BEGIN Information given

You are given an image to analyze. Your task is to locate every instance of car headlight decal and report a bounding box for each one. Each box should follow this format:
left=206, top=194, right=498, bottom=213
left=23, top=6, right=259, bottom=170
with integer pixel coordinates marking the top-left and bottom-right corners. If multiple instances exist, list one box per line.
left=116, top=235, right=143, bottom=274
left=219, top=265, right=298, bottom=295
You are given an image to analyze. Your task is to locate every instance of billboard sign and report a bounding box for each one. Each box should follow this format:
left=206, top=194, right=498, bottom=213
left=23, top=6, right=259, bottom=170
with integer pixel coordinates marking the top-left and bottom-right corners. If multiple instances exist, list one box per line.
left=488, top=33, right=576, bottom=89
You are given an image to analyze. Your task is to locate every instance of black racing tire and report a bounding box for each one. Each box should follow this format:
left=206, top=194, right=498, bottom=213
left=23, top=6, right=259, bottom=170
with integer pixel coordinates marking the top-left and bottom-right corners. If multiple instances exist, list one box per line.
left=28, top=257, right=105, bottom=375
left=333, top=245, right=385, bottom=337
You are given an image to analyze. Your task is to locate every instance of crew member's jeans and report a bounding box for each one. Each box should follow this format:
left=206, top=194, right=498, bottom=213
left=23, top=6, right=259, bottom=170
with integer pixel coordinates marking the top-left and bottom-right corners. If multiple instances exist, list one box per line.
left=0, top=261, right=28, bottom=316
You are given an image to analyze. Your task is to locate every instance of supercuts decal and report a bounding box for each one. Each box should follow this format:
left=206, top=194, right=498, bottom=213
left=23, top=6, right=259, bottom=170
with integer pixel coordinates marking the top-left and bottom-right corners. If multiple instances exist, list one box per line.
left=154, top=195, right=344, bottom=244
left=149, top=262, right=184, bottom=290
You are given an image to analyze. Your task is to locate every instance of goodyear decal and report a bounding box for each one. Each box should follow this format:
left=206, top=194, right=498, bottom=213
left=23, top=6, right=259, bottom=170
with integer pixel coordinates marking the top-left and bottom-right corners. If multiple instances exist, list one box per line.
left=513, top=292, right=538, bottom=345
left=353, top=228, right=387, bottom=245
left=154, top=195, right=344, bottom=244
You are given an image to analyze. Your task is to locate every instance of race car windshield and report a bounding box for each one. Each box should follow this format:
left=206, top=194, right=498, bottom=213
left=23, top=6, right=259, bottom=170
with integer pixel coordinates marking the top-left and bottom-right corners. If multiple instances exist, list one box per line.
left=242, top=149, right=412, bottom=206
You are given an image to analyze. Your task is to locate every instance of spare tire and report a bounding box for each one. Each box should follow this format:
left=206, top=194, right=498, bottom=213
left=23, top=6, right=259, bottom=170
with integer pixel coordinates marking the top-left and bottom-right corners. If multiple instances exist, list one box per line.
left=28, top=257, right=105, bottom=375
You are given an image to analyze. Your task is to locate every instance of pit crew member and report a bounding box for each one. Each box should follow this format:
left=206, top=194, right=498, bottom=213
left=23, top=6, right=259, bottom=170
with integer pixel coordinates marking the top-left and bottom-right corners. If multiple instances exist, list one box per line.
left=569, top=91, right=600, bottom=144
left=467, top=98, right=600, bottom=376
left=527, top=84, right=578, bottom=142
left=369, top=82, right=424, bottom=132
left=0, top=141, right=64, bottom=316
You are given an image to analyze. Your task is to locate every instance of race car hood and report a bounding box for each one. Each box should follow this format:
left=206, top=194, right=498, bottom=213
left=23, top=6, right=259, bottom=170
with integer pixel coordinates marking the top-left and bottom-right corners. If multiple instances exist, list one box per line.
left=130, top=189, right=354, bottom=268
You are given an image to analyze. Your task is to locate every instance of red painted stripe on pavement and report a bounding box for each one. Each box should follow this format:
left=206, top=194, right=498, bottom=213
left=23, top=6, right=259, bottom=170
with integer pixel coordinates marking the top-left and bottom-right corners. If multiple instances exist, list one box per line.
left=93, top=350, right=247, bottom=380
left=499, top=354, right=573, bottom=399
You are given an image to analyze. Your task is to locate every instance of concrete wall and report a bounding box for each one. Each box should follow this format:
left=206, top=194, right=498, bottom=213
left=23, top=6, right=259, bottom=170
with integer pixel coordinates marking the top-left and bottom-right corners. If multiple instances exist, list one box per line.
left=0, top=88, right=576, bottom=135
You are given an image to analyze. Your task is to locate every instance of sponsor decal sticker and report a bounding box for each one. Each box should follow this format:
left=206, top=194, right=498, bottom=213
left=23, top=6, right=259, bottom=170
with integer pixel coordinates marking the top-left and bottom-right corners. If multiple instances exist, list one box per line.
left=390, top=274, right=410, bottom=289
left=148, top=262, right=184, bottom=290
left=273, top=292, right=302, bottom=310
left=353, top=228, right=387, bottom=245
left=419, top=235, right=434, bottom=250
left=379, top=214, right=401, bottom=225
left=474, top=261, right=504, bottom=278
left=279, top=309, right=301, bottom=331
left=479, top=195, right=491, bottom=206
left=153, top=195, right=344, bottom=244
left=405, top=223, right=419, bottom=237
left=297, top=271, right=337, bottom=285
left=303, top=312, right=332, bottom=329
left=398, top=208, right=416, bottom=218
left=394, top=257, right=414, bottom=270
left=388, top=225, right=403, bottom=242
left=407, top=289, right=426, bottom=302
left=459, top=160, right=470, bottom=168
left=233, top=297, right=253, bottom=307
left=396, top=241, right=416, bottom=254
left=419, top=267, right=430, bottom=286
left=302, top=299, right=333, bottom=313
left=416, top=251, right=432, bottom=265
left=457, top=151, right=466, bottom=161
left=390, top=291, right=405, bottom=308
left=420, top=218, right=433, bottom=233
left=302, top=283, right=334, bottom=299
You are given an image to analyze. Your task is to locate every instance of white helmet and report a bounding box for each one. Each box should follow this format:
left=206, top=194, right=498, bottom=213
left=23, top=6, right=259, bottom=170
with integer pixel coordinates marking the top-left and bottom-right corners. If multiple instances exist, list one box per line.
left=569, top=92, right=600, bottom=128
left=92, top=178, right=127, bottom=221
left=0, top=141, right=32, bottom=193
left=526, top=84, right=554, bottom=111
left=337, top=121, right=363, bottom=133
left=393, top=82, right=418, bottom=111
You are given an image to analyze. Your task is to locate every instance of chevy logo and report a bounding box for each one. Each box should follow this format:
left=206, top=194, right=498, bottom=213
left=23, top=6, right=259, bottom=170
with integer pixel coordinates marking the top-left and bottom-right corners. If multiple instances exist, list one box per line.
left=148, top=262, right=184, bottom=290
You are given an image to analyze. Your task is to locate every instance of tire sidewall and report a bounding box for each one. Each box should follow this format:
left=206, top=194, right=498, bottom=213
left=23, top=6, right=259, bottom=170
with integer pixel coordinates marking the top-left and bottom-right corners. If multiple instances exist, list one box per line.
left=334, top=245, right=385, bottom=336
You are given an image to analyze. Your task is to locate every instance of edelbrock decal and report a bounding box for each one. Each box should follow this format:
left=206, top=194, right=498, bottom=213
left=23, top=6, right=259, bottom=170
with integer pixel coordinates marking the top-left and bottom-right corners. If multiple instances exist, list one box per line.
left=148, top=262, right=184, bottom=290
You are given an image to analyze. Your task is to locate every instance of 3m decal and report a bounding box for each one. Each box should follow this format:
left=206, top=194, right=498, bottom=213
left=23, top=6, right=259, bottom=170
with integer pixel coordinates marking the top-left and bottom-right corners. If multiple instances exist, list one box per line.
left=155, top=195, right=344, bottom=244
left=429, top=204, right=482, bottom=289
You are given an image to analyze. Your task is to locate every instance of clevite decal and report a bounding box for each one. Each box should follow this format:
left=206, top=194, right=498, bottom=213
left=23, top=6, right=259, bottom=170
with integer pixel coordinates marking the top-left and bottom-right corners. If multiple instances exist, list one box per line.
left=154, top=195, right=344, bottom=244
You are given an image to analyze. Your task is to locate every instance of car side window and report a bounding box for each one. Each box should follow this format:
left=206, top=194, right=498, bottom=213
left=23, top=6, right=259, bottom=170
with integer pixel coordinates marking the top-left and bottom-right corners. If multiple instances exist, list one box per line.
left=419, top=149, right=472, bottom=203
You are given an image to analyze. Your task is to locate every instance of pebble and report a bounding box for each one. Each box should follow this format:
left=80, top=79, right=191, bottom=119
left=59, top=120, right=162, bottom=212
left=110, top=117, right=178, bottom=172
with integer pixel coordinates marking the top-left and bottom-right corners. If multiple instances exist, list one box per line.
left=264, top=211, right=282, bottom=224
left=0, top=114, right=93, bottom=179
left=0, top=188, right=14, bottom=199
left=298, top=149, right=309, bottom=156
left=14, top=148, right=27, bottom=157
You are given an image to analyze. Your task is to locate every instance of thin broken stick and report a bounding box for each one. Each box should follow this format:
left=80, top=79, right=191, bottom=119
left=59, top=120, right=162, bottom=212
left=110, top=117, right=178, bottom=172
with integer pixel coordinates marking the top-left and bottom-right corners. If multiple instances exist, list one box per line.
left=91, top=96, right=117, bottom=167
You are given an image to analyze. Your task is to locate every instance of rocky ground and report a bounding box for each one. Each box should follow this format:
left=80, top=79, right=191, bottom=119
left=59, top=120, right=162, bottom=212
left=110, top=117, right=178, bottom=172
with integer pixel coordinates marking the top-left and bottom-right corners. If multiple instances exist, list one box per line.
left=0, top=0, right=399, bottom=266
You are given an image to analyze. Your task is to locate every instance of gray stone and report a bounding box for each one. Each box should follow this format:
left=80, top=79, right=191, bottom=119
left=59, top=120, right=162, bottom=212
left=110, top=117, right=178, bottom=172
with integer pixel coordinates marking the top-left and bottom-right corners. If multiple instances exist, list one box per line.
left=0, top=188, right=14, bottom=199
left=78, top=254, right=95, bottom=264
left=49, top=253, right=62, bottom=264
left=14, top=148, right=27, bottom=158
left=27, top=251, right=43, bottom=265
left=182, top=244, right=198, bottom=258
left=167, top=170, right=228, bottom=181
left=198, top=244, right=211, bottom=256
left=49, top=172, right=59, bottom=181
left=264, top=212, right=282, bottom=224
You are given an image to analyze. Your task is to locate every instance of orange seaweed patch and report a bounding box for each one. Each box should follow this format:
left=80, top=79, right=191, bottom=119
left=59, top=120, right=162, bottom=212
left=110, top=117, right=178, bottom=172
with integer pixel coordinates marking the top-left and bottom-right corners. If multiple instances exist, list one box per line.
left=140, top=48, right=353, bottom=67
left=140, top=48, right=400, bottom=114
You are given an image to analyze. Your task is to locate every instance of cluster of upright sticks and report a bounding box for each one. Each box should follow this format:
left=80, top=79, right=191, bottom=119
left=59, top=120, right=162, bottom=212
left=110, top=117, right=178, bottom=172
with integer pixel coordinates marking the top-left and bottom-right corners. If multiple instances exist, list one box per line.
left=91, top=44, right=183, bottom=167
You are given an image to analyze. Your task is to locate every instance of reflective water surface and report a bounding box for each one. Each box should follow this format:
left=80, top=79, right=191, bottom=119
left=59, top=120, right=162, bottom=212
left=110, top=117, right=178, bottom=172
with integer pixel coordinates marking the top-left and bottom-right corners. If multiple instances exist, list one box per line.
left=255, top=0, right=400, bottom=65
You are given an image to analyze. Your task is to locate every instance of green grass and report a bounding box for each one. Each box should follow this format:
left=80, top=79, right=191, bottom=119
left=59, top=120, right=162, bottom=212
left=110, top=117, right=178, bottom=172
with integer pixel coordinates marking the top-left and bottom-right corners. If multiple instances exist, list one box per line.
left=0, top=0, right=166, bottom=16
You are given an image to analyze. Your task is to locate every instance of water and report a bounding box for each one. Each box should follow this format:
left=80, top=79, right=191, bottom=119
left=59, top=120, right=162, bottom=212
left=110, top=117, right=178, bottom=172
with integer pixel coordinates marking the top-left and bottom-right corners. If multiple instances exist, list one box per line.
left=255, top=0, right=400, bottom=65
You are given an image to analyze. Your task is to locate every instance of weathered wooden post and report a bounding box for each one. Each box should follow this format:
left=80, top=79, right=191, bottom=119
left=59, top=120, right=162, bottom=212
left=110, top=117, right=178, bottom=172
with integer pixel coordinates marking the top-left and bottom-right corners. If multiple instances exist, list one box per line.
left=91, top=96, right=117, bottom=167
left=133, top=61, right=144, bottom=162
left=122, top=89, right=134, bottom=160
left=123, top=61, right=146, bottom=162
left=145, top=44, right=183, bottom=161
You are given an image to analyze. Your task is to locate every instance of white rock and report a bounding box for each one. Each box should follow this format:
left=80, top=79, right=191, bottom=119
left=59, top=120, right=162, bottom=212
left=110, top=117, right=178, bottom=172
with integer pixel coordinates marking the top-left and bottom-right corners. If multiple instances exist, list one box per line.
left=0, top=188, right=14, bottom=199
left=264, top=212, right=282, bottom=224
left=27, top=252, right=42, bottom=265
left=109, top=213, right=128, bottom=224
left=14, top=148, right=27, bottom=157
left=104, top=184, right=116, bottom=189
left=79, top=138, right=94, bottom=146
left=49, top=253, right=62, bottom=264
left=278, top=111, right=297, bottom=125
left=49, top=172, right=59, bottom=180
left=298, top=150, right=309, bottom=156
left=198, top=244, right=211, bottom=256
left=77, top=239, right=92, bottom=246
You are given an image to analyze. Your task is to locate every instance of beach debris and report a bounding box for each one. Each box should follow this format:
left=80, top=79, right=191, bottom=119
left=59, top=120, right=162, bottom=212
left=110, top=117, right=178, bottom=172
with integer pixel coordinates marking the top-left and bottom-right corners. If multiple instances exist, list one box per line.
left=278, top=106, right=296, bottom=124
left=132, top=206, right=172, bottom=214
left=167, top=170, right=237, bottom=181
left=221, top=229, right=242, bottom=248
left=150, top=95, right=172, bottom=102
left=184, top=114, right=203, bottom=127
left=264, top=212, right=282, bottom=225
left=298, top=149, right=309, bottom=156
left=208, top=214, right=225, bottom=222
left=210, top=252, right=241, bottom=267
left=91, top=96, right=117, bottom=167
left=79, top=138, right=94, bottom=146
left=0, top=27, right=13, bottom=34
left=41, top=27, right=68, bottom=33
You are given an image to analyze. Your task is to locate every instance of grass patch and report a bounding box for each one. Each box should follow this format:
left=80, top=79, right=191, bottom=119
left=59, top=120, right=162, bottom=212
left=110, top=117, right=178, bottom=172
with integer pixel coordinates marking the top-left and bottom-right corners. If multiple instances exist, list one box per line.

END Information given

About this task:
I need every line of the material that includes "water", so please copy them out.

Solution for this exercise:
You are given an image to analyze. Your task is to locate every instance of reflective water surface and report a bounding box for each one. Each box should follow this format:
You are given an image to analyze. Your task is to locate every instance of water and report a bounding box for each one. Each box should follow this format:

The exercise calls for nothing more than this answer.